## ASSIGNMENT:
Every record must be retyped exactly as it reads.

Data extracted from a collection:

————————

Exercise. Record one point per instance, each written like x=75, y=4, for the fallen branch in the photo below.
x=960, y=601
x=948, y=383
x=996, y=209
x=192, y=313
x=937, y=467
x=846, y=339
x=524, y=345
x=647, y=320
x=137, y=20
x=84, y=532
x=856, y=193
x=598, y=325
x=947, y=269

————————

## THE COMPLETED TASK:
Exercise. Record one point per instance, each written like x=75, y=4, for the fallen branch in the photo below.
x=960, y=601
x=948, y=383
x=996, y=209
x=192, y=313
x=937, y=467
x=846, y=339
x=524, y=345
x=647, y=320
x=137, y=20
x=84, y=532
x=856, y=193
x=598, y=325
x=947, y=269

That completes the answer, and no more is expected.